TASKS:
**A.** Copy the loan syndication passage word for word, from "Two issues need" to "and participant banks.".
**B.** Pick up the passage on syndicated loans after its last sentence and carry it forward.

Thursday, May 11, 2017

Loan Syndication

Syndication
A syndicated loan is often part of a wider financing strategy. These are big corporate loans provided to a corporate by the consortium of banks or institutional investors. Many companies use syndicated loans alongside bilateral agreements and a bond issuance program to maximize their ability to raise funds effectively and cheaply.
The loans are beneficial to banks, it helps in:
·         Diversifying their lending portfolio
·         Establish cross border relationships with institutional clients and customers
·         Reduce risk of high exposure to a counterparty
·         Sharing the responsibility and cost with other lenders

Benefits to customers / counterparty
There are different reasons why a corporate might want to arrange a syndicated loan. Common reasons include:
·         To meet the working capital financing.
·         To fund an expected merger and acquisition program
·         To fund a new big size project, such as building a new production facility.
·         To provide back stop facilities for other forms of financing, such as a commercial paper program.

In addition, the company would need to be able to provide the details on the usage of funds and how it will be meeting their business and operations strategy. Company would also need to provide the repayment plan for the mentioned fund obligations.
Syndication process:
Appointing arranger bank(s)
First step in syndicated loans process is to appoint one or more lead arranger banks for corporate loans. The role of lead arranger involves facilitation and leading the group of investors for major financing.
The selection of a lead lender is based on a number of factors, including the proposed terms and conditions of the facility, the willingness of the lender to hold a designated amount of the loan after the syndication, the reputation and experience of the potential lead lender, and the ability of the lead lender to execute and support other types of capital markets products for the company.
 Two issues need to be considered:
Club deal
This is essentially the same as a syndicated loan, with the same terms and conditions applying to all banks. They are mainly used by private equity groups to provide capital for acquisition of a target that is larger than the acquiring capacity of a single party. These deals allow private equity firms to compete for acquisition targets that were once only available to large acquirers.
These syndication usually covers a smaller amount up to $150 or $200 million. The main difference with syndication is that these loans are equally divided among the lead agent and other members. Similarly the fees and interest are also equally shared among the agent and participant banks.

LISTED RECORDS:
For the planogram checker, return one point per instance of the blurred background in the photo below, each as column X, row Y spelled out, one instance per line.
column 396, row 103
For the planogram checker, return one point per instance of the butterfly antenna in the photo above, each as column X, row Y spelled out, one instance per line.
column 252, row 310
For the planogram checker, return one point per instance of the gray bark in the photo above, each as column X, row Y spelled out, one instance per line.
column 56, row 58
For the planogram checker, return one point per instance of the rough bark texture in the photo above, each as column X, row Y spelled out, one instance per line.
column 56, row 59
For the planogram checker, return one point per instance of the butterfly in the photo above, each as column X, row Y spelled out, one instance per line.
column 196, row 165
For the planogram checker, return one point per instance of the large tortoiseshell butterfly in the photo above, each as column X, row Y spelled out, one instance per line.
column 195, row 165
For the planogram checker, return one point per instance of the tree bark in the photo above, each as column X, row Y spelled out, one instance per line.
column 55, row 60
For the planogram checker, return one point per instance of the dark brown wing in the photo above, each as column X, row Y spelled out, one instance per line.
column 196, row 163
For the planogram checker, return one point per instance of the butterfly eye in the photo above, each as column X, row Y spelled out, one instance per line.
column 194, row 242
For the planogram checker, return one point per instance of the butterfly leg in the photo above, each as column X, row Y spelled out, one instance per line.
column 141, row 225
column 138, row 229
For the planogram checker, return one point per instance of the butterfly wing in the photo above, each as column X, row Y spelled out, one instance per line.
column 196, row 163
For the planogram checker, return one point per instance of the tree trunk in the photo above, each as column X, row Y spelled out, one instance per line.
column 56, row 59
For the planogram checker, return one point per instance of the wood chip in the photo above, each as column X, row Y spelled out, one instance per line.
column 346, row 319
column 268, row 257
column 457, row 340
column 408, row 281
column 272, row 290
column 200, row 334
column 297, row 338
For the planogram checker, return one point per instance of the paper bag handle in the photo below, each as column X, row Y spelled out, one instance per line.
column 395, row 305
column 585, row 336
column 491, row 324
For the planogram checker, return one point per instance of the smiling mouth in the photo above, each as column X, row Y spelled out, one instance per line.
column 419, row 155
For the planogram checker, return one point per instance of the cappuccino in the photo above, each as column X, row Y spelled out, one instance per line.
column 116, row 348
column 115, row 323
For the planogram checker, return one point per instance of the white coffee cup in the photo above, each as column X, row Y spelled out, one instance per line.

ANSWERS:
**A.**
Two issues need to be considered:
Club deal
This is essentially the same as a syndicated loan, with the same terms and conditions applying to all banks. They are mainly used by private equity groups to provide capital for acquisition of a target that is larger than the acquiring capacity of a single party. These deals allow private equity firms to compete for acquisition targets that were once only available to large acquirers.
These syndication usually covers a smaller amount up to $150 or $200 million. The main difference with syndication is that these loans are equally divided among the lead agent and other members. Similarly the fees and interest are also equally shared among the agent and participant banks.

**B.**
However, there could also be added complexities on who would lead the acquisition, which party will take over the role of administrative agent, who will be overlooking the financial stability of the corporate and even the seller would need to negotiate with a number of different parties in the club rather than just one buyer.

Geographical spread
Lead arranger has to ensure that they have coverage in the markets where the parties willing to participate in a loan are located.
Multinational companies may want to invite banks in all their countries of operation to come into a syndication. It is important that the arranging bank(s) has presence in those countries and is aware of the investors business who are likely to be interested. This is generally referred to as distribution capability.
Loan Structure
After the lead bank/arranger gets appointed, next step is to structure the loan. This will depend on the purpose for which the company wants the loan, the creditworthiness of the borrower and the size of the required loan.
Term and repayment
First step to furnish the corporate’s loan requirement is determining the tenor of the loan. The decision varies according to the purpose of the loan and when the company expects to draw down the funds.
For example, if the funds are required to finance a particular project, the term should match the duration of that project (perhaps with an extension option if there is any delay). However, if the company views the syndication as contingency financing (to be used either when needed or when relatively cheap), the term should be determined within the overall context of the company’s financing strategy.
In effect, there are two alternatives, although a loan can be structured with both elements within it. The elements are:
1.    Term Loan aka Repayment on maturity.
These type of loans are drawn down in full and should be repaid on the maturity at the end of the term. This can be varied, by allowing companies either to draw down the funds in tranches or to repay in installments over the life of the loan.
These loans are
·         Similar to Mortgage loans
·         More structured – Only one Initial borrowing
·         Repayment schedule – due in installments/scheduled payments
·         Are drawn for a specific purpose – like to fund a new project
·         Payments to borrower will reduce the commitment made to borrower
·         The funds cannot be re-borrowed

2.    Revolving loan.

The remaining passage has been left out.